= TEXT SECTION =
1. Checking for NULL values...
   ✓ PASS: No NULL values found

2. Validating business rules...
   ✓ PASS: All business rules satisfied

3. Checking for duplicates...
   ✓ PASS: No duplicates found

4. Data statistics...
   Total records: 10
   Unique customers: 7
   Product categories: 3
   Regions: 4
   Date range: 2024-01-15 to 2024-01-24

✓ QUALITY CHECKS COMPLETED


## 4. Analytics Queries

Now we'll perform various analytical queries to derive insights from the data.

In [None]:
# Summary Statistics
print("\n" + "="*60)
print("SUMMARY STATISTICS")
print("="*60 + "\n")

summary_query = """
    SELECT 
        COUNT(*) as total_transactions,
        SUM(quantity * price) as total_revenue,
        AVG(price) as avg_price,
        AVG(quantity) as avg_quantity,
        MIN(date) as earliest_date,
        MAX(date) as latest_date
    FROM sales_analytics.sales_data
"""

with pipeline.sql_client() as client:
    with client.execute_query(summary_query) as cursor:
        summary_df = cursor.df()

= DATA PROVIDED =
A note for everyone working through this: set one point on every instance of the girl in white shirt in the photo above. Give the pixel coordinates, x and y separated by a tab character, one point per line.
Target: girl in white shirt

= GIVEN TASK 1 =
Decide whether each statement agrees with the sales data notebook. Answer yes or no, and quote the words from the notebook that settle it: (a) The quality checks found duplicate records. (b) The data spans four regions. (c) The summary query reads from the table sales_analytics.sales_data.
= GIVEN TASK 2 =
Retype the stretch of the sales data notebook from "1. Checking for" through "4. Data statistics..." without any changes.
= GIVEN TASK 3 =
Write what comes next in the sales data notebook, starting after its last line.
The listing plays no part in this work.

= EXERCISE RESULT 1 =
(a) No: "✓ PASS: No duplicates found"
(b) Yes: "Regions: 4"
(c) Yes: "FROM sales_analytics.sales_data"

= EXERCISE RESULT 2 =
1. Checking for NULL values...
   ✓ PASS: No NULL values found

2. Validating business rules...
   ✓ PASS: All business rules satisfied

3. Checking for duplicates...
   ✓ PASS: No duplicates found

4. Data statistics...

= EXERCISE RESULT 3 =
print(summary_df.to_string(index=False))
print("\n" + "="*60)

# Store for export
summary_stats = summary_df

In [None]:
# Category Analysis
print("\n" + "="*60)
print("SALES BY PRODUCT CATEGORY")
print("="*60 + "\n")

category_query = """
    SELECT 
        product_category,
        COUNT(*) as transactions,
        SUM(quantity) as total_units_sold,
        SUM(quantity * price) as total_revenue,
        ROUND(AVG(price), 2) as avg_price,
        ROUND(AVG(quantity), 2) as avg_quantity
    FROM sales_analytics.sales_data
    GROUP BY product_category
    ORDER BY total_revenue DESC
"""

with pipeline.sql_client() as client:
    with client.execute_query(category_query) as cursor:
        category_df = cursor.df()

print(category_df.to_string(index=False))
print("\n" + "="*60)

# Store for export
category_analysis = category_df

In [None]:
# Regional Analysis
print("\n" + "="*60)
print("SALES BY REGION")
print("="*60 + "\n")

regional_query = """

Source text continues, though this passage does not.